*WRITTEN TASK*
Carry on the coffee grinder description, starting right after its last sentence.

*PAGE TEXT*
The two main features of the invention therefore combine the effects of a hollow element, the internal conformation of which is not linear but is articulated along a predetermined irregular path with variable section, with the effects of a partial controlled occlusion of the orifice from which the ground coffee powders come out, opening a passageway that can vary according to the conditions in which the coffee grinder device is operating.

As mentioned, the invention has the aim of canceling or in any case reducing to a minimum the formation of agglomerates of coffee powder along the entire path that goes from the outlet port of the grinding chamber to the discharge point where the coffee powders are expelled outside the coffee grinder device in a possible tank or in another location that is not part of the scope of this invention.

Unlike the known art, where the flow of coffee follows a linear path, the invention includes an element which forces the flow of powders within a path of complex shape, with variable section, such complex shape being in each plane transversal to the flow such as to prevent local densities of powder and this complex shape is as a whole capable of slowing down said flow in a sort of helix that winds inside said element for the regulation of the flow and ends in the end arranged to house the final duct for adducting the powder as described above.

In a possible alternative embodiment, the helix described above is such as to make a rotation of half a round angle but it is possible to provide larger or shorter angles to optimize the control effects also according to the overall geometries of the device object of the invention.

The second main characterization of the invention provides a further control on the formation of the agglomerates of powder by acting in the vicinity of the grinding chamber and in particular in adherence to the outlet orifice, having taken for granted that in the case of multiple outlet orifices they will provide for multiple control bodies or an assembly of these. Said control acts by making a partial occlusion of the coffee powder path being said occlusion performed in a controlled manner and by means of elements with elastic characterization such as to trigger vibrations and oscillatory movements when the force of the powder flow is such to prevail on the elastic force of said elements.

In an execution alternative two partially overlapping elements are used and possibly formed with materials of different elasticity in order to improve the effects by combining the different characteristics of said materials which are chosen according to their use without however imposing the choice of specific materials; in this sense, specific embodiments are possible that include the use of silicones and harmonic steels.

A preferred implementation solution provides that said device for processing coffee beans includes a system for controlling the weight of the ground coffee, said weight being detected at the outlet from said one or more ducts for unloading by means of a weighing mechanism that in this embodiment comprises at least:

• • a support fork for a filter holder to be loaded with ground coffee, said support fork being preferably positioned near said one or more outlet ports,
  • a load cell mechanically connected to said fork,
  • a microprocessor that controls the operation of the grinders to determine a desired final dose of ground coffee inside said filter holder,
  • a control firmware, contained in said microprocessor to support a weighing program which provides in succession the following operating phases:
  • a) activating the electric motor to obtain the grinding of the coffee by the grinders;
  • b) continuously checking, through said load cell, the detected weight of ground coffee that, through said unloading ducts, reaches the filter holder resting on said fork;
  • c) determining the stopping of the electric motor when said detected weight reaches the predetermined value.

*GIVEN DATA*
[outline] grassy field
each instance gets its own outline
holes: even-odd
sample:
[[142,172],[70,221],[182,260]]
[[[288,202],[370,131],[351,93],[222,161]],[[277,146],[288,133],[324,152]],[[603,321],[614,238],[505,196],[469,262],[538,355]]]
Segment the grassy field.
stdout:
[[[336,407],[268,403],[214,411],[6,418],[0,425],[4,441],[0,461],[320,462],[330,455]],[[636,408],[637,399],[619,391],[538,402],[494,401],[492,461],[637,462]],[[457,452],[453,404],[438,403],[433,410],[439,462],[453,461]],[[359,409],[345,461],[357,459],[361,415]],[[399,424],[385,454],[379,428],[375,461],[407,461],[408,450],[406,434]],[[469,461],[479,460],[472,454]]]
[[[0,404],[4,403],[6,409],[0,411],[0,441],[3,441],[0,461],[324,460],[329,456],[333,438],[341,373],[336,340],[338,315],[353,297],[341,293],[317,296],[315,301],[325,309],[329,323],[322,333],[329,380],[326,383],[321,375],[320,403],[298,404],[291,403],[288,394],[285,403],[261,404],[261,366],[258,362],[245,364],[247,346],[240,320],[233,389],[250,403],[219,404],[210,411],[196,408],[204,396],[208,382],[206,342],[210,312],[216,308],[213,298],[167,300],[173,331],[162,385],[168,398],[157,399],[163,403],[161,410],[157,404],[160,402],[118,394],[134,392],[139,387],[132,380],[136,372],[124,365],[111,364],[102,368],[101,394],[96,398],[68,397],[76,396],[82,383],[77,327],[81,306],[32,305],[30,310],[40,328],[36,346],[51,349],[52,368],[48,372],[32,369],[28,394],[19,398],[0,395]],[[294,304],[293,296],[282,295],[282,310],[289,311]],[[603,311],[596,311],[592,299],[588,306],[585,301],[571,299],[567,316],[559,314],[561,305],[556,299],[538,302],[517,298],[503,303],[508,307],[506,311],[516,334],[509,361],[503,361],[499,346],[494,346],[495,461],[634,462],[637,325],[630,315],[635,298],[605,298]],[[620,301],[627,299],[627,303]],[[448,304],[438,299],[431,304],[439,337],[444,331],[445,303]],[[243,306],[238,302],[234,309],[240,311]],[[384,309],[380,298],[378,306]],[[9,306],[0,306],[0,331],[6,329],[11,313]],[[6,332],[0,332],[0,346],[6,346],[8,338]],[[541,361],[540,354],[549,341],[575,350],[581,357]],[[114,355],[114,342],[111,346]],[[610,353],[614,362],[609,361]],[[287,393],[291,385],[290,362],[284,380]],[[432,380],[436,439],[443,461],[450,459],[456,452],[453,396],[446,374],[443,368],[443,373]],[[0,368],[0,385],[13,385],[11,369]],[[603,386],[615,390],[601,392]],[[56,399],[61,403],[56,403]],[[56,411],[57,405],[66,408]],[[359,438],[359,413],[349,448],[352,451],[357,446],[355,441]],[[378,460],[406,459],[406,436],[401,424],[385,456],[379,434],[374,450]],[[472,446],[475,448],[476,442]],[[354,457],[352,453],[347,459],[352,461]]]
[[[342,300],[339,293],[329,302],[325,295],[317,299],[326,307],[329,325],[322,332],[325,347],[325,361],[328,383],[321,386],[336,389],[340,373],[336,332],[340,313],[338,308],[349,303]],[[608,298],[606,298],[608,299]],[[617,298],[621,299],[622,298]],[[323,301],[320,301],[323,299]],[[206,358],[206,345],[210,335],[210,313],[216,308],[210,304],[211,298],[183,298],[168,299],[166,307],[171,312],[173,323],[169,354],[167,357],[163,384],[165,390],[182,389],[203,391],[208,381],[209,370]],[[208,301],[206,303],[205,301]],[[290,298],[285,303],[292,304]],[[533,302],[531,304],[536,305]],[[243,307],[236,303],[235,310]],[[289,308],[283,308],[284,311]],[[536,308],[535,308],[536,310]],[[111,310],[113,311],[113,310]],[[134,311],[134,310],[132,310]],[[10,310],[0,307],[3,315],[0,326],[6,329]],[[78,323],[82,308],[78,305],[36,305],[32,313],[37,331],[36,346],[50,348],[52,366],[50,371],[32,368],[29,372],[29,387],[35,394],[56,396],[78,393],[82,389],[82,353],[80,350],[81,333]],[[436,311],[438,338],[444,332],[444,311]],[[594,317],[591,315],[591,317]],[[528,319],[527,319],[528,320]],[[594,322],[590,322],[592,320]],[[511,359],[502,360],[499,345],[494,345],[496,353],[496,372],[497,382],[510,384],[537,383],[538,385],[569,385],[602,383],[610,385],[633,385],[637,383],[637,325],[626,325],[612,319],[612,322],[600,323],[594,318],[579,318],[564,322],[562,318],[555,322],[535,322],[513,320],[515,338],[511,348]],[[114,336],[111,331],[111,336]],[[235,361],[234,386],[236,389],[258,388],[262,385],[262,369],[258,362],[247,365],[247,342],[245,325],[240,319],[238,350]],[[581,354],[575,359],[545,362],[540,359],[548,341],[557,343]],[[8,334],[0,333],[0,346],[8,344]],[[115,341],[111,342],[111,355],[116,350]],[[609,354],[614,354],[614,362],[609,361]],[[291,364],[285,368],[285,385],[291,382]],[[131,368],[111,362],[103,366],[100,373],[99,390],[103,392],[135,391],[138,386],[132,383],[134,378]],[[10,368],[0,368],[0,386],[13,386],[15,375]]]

*RESULT BELOW*
The characteristics of the invention and the advantages deriving from it will become clearer from the following detailed description of some possible nonexhaustive or limiting execution examples, illustrated with the support of the accompanying drawings in which:

FIG. 1 shows an overall side view of the device for processing coffee beans including the grinding chamber, rotating bodies for the reduction of the grains, the element for regulating the outflow object of the invention and the duct for conveying coffee powder.

FIG. 2 is a perspective view of a left cross section view of the device as a whole said view being centered on the element for regulating the outflow in which an internal view of said element is shown.

FIG. 3 is a perspective view of a right cross section of what is shown in FIG. 2.

FIG. 4 is a three-dimensional view of a possible embodiment of the invention with an observer positioned on the grinding chamber side from which a part of the mechanical member for controlling the flow of powders is visible.

FIG. 5 is a three-dimensional view of a possible embodiment of the invention with an observer positioned on the duct side for adducting the powders, from which part of the conformation of the element for regulating the outflow is visible.

FIG. 6 is a three-dimensional view of a possible embodiment of the element for the flow adjustment with an observer positioned on the grinding chamber side from which part of the shape of the element for the flow adjustment is visible.

FIG. 7 shows three cross sections along the axis of flow of the flow at different heights of the element for regulating the outflow.

FIG. 8 shows four sections at different heights of the element for adjusting the outflow according to the plane orthogonal to the surface of the powder inlet port.

FIG. 9 shows other two-dimensional views of the element for adjusting the flow from the various sides and also a longitudinal section of the same.

FIG. 10 shows two further three-dimensional views of the element for regulating the outflow with surface and internal details.

FIGS. 11 and 12 illustrate the alternative of the mechanical member for flow control in a possible embodiment including two elastic sheets of different material and U-shaped notch that outlines a flexible tab with further beveled edges for flow control of the powders.

FIG. 13 shows an embodiment of the main body of a coffee grinder comprising a grinding chamber, an outlet port and a seat for containing the above mentioned plates.

FIGS. 14 and 15 show the combination of the two sheets of FIGS. 11 and 12 with the body of the coffee grinder shown in FIG. 13.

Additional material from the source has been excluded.